As a city councilor, he championed a higher minimum wage and stronger labor protections, as well as greater health care access for Native Americans, garnering him a glowing profile in the Nation.
Since being elected to the senate in a similarly tough 2012 race, he cosponsored the DREAM act, but has been most active as a member of the Senate Energy and Natural Resources committee — according to GovTrack, almost 70% of the bills he sponsors are directly related to energy and natural resources.
And his life in public service has kept his means relatively modest. According to Roll Call, in 2015 he was the least wealthy member of the US Senate, and one of the ten least wealthy members of Congress.
For now, the New Mexico senator appears focused on his reelection in 2018, though the campaign is far away for many people in state. Only one Republican — businessman Mick Rich — has declared their candidacy, while termed-out Republican governor Susana Martinez hasn’t firmly ruled out a bid against Heinrich, though her unpopularity in the state could prove a challenge.
Several New Mexico Democrats acknowledged that although Heinrich was not the type of campaigner who feeds off energy in the rooms like former President Bill Clinton, his relationships with core Democratic constituencies in New Mexico has strengthened his campaign appearances.
Richardson, who said he consults with Heinrich occasionally, said he’s “not a showhorse,” and said although his political skills are “deeply underestimated,” the question for many is Heinrich’s own ambition.
“What happens in politics is your ambition evolves,” Richardson said. “He has the right stuff if he decides to run. He has the intellect, he has the boldness, he has the experience, he has the presence. The question is: Does he have the interest?”

* _Information given_
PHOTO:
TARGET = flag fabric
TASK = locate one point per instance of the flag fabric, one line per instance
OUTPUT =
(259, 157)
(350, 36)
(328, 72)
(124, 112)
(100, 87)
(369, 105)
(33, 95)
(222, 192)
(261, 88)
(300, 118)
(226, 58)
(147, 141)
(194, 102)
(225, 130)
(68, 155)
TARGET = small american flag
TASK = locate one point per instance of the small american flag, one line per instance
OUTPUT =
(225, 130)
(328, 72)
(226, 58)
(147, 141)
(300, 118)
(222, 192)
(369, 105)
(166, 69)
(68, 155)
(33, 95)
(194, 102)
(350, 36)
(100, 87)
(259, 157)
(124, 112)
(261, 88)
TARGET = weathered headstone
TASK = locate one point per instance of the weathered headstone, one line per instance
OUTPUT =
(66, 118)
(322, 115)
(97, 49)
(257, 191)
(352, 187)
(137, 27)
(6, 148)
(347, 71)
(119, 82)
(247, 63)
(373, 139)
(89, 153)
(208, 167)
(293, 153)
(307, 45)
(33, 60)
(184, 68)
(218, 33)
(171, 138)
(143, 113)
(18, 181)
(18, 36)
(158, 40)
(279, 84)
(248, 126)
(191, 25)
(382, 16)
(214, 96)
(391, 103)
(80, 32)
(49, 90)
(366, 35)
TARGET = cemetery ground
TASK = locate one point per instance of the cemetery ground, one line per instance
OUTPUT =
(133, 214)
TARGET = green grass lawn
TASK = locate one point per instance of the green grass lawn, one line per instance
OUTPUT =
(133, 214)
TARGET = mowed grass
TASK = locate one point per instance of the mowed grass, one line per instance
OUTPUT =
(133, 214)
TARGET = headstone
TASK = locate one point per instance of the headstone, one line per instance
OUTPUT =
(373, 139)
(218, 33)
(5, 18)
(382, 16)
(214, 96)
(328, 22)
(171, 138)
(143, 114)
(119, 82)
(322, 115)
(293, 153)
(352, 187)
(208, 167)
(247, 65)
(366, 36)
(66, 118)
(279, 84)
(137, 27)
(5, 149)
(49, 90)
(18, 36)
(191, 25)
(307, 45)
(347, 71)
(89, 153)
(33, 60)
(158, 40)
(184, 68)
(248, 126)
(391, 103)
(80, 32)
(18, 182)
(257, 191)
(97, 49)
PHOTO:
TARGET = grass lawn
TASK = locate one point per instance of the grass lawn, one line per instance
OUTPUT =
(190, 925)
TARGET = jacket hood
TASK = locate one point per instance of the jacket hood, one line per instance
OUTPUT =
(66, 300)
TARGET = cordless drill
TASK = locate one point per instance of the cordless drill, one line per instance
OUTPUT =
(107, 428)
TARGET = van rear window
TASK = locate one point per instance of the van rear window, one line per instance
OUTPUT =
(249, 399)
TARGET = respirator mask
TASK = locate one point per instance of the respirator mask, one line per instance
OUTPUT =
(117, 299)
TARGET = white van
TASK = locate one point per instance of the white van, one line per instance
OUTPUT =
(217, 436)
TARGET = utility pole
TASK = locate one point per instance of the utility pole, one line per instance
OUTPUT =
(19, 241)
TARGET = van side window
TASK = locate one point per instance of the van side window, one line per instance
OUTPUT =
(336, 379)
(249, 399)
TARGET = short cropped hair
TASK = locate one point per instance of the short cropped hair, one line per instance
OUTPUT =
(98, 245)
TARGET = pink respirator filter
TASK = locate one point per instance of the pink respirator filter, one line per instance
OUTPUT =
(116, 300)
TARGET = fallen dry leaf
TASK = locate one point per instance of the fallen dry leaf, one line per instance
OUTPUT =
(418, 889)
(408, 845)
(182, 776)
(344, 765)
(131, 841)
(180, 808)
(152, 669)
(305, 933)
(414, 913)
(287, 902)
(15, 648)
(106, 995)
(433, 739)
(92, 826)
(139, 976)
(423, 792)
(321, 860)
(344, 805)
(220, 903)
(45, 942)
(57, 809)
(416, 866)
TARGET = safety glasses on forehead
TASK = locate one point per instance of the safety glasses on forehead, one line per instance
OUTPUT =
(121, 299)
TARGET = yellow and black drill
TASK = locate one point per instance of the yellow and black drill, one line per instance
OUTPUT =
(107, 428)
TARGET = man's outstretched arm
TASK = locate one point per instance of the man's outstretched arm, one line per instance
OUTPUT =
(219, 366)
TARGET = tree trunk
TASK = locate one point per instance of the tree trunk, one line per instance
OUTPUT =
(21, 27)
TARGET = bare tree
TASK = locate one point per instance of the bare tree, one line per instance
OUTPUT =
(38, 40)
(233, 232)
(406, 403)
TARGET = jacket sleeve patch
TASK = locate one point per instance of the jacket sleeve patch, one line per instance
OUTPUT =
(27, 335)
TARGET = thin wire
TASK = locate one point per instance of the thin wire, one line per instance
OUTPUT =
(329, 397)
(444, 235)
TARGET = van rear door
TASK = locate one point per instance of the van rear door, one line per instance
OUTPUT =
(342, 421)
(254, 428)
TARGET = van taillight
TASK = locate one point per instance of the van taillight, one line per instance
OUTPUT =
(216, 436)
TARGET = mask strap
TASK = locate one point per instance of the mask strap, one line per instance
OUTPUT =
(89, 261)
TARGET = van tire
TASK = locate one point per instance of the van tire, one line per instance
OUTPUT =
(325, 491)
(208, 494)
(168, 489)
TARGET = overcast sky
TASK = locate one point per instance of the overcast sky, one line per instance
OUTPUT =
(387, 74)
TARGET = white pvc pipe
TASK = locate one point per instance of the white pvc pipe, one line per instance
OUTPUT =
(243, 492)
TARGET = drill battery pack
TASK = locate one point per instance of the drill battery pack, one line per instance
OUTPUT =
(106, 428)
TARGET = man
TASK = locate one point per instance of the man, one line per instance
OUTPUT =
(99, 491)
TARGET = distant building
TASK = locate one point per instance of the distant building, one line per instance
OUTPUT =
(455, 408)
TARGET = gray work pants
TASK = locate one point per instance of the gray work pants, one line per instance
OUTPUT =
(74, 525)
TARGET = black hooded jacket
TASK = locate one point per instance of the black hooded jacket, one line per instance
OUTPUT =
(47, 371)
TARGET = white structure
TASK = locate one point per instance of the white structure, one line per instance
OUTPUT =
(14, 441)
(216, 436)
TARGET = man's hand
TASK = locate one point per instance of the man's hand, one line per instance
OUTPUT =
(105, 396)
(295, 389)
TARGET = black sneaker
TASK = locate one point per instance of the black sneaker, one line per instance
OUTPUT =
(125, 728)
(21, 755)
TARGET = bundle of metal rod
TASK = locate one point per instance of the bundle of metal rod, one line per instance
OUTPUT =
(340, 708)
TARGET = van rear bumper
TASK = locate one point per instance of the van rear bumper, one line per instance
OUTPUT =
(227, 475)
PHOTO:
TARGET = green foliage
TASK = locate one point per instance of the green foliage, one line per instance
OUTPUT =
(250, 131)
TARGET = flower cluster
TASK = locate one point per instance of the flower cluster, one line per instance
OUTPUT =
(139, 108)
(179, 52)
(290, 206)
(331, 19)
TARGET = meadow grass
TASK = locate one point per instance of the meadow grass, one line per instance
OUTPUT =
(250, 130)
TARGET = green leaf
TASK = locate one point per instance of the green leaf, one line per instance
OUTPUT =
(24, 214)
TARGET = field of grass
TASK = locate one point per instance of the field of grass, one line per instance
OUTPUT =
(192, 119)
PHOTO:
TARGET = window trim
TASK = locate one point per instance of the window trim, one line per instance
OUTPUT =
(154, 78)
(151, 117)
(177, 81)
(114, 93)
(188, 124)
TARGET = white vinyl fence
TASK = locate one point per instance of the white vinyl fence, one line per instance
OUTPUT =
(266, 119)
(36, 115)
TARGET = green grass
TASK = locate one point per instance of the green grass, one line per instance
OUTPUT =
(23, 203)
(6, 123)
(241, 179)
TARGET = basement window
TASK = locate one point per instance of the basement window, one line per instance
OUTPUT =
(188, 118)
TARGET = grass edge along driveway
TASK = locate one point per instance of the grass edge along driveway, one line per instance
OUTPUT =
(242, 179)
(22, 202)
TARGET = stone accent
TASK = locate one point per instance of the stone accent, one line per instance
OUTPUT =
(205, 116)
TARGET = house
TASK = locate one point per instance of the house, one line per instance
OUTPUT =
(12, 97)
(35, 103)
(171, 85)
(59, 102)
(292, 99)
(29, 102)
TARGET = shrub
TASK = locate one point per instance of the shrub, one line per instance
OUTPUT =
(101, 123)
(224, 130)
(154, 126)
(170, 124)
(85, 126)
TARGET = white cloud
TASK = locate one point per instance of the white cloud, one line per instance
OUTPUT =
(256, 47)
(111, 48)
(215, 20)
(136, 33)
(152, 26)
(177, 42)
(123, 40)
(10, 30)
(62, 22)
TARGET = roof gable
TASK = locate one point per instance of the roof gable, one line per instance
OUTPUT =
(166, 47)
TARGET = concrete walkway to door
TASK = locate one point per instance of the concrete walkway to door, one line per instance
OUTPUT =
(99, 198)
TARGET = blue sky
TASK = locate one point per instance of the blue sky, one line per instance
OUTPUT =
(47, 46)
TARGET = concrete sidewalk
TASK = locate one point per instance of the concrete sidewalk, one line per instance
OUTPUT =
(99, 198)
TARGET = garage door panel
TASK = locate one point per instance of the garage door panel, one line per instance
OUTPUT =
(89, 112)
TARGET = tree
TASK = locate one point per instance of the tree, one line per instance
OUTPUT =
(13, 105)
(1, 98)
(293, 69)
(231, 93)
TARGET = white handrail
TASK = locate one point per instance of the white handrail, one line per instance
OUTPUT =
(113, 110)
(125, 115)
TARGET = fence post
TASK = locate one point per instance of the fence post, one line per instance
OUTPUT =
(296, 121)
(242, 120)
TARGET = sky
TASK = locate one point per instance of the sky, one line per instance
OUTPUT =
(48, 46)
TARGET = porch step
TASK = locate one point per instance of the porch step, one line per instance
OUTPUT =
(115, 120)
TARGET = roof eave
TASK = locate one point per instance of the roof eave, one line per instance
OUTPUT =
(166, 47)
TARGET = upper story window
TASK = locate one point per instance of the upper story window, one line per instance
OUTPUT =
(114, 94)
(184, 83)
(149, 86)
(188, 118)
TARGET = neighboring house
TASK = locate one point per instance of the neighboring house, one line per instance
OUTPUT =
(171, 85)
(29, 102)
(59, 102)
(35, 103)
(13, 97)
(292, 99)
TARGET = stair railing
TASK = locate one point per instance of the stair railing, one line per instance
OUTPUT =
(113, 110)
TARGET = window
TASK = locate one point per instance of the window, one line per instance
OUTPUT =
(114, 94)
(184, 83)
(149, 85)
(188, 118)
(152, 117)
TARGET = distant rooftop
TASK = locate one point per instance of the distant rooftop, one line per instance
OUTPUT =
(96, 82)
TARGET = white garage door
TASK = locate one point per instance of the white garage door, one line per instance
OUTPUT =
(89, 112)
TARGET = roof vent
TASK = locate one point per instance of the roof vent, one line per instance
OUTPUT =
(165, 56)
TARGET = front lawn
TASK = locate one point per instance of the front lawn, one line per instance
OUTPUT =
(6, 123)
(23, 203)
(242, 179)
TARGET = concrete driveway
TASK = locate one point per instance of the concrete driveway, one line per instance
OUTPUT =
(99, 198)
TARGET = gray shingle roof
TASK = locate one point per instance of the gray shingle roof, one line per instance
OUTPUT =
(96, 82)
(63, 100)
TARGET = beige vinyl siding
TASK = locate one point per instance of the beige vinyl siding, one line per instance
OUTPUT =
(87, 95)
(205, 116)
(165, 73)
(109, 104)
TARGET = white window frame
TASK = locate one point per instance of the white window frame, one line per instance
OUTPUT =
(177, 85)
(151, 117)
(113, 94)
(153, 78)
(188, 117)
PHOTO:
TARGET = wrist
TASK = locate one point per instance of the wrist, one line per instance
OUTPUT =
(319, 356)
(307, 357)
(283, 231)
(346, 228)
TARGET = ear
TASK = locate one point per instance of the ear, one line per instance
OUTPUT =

* _Exercise task 1_
According to the passage about the New Mexico senator, which Senate committee has he been most active on?
* _Exercise task 2_
From the passage about the New Mexico senator, return the words starting with "Since being elected" and going on through "members of Congress.".

* _Reply 1_
The Senate Energy and Natural Resources committee.

* _Reply 2_
Since being elected to the senate in a similarly tough 2012 race, he cosponsored the DREAM act, but has been most active as a member of the Senate Energy and Natural Resources committee — according to GovTrack, almost 70% of the bills he sponsors are directly related to energy and natural resources.
And his life in public service has kept his means relatively modest. According to Roll Call, in 2015 he was the least wealthy member of the US Senate, and one of the ten least wealthy members of Congress.